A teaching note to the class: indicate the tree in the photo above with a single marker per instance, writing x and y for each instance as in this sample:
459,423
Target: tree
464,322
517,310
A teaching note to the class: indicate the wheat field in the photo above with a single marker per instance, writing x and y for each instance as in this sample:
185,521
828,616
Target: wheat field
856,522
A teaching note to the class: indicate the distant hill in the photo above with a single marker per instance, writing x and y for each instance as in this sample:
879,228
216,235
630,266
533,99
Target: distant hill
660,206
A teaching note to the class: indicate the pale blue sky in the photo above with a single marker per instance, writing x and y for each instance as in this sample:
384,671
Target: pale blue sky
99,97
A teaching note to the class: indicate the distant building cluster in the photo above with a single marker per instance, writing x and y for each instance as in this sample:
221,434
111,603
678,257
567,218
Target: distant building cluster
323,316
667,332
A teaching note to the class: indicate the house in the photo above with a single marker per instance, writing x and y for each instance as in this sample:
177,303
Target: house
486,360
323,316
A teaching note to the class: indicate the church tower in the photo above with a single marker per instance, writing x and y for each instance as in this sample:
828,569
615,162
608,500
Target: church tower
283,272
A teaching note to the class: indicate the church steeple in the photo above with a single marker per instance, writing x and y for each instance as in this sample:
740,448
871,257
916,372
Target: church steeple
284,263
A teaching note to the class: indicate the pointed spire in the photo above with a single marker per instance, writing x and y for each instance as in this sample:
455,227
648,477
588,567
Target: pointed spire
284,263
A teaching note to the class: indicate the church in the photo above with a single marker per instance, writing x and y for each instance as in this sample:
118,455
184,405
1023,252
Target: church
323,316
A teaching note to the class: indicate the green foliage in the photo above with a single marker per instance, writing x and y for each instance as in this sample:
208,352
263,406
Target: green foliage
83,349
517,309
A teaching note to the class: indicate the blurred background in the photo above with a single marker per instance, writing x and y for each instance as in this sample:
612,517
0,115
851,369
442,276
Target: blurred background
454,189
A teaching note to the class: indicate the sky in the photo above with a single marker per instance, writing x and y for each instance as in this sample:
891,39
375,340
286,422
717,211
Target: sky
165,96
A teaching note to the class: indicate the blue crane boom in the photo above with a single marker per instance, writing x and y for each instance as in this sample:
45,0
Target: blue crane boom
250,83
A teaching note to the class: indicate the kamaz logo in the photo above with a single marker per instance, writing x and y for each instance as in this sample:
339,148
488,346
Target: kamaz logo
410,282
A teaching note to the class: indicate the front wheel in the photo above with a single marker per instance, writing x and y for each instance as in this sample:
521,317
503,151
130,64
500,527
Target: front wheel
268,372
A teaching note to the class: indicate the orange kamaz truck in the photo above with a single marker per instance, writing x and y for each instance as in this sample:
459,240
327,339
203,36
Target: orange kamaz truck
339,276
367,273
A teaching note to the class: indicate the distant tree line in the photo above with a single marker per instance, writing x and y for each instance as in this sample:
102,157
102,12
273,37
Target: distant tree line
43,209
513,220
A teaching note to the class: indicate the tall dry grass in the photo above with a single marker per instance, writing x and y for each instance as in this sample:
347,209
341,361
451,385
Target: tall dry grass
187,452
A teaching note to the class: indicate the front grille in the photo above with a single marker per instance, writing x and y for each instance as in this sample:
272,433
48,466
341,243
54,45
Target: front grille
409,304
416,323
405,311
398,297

• Exercise prompt: Output the whole listing word for word.

• Reply:
A teaching note to the class: indicate the tree in the photo above with a single marker per instance, writing x and y for each instance as in this sample:
459,423
Target: tree
464,322
517,310
A teaching note to the class: indicate the wheat field in the photo above with a single marker per instance, writing x and y for each instance as in this sample:
185,521
828,616
Target: wheat field
856,522
A teaching note to the class: indicate the distant hill in the photo above with a single marker per instance, writing x and y for each instance as in this sample:
879,228
216,235
630,266
533,99
Target: distant hill
660,206
A teaching note to the class: indicate the pale blue sky in the photo above with a single marker per instance, writing x and y for each instance as in this sample:
384,671
Target: pale blue sky
99,97
A teaching note to the class: indicate the distant building cluster in the photo above with a single marker per instance, writing x and y for each instance as in this sample:
221,434
111,603
678,257
567,218
Target: distant building cluster
323,316
667,332
A teaching note to the class: indicate the house in the photo above with a single marker per instance, writing x and y for each instance as in this sample:
177,303
Target: house
486,360
323,316
A teaching note to the class: indicate the church tower in the photo above with a single marker per instance, writing x and y for each instance as in this sample:
828,569
615,162
608,500
Target: church tower
283,272
A teaching note to the class: indicate the church steeple in the photo above with a single marker per instance, writing x and y for each instance as in this sample:
740,448
871,257
916,372
Target: church steeple
284,263
A teaching note to the class: indicate the pointed spire in the photo above with a single marker per instance, writing x and y for each instance as in this sample:
455,227
648,477
588,567
Target: pointed spire
284,263
A teaching note to the class: indicate the church in the photo above with a single marker per instance, writing x and y for each instance as in this sample:
118,455
184,405
1023,252
Target: church
323,316
A teaching note to the class: indicate the green foliage in the photo above with a single marker per instance, writing x and y for each instance as in this sample:
208,352
263,406
Target: green foliage
83,349
517,309
A teaching note to the class: indicate the blurred background in the photo above with a single marker per instance, writing x and y for each instance as in this sample:
612,517
0,115
851,369
442,276
Target: blurred background
454,189
A teaching note to the class: indicate the sky in the photo above with a single marker per instance, writing x and y for each instance as in this sample:
891,39
375,340
286,422
717,211
Target: sky
165,96
A teaching note to the class: indicate the blue crane boom in the photo above with a single marker per instance, writing x and y for each instance as in this sample:
45,0
Target: blue crane boom
250,83
A teaching note to the class: indicate the kamaz logo in the photo above with a single marker per instance, writing x and y for each instance as in this sample:
339,148
488,346
Target: kamaz logo
410,282
A teaching note to the class: indicate the front wheel in the photo above with a single marker per instance, writing x and y for each instance as in this sample:
521,317
503,151
130,64
500,527
Target: front wheel
268,372
A teaching note to the class: indicate the orange kamaz truck in the photo above with a single marker per instance, writing x and y for each instance as in this sample:
459,240
327,339
203,36
Target: orange kamaz truck
339,276
367,273
A teaching note to the class: indicate the distant tree line in the photo above with a single marker per instance, writing x and y for each instance as in this sample:
102,157
102,12
273,37
Target: distant tree line
43,209
513,220
A teaching note to the class: indicate the tall dry grass in the photo above with a single marker per instance, writing x and y for each instance as in this sample:
347,209
341,361
451,385
Target: tall dry grass
187,452
A teaching note to the class: indicate the front grille in the photo above with a single marker per instance, writing x and y for each instance as in this sample:
272,433
48,466
341,243
54,45
Target: front grille
409,304
416,323
405,311
398,297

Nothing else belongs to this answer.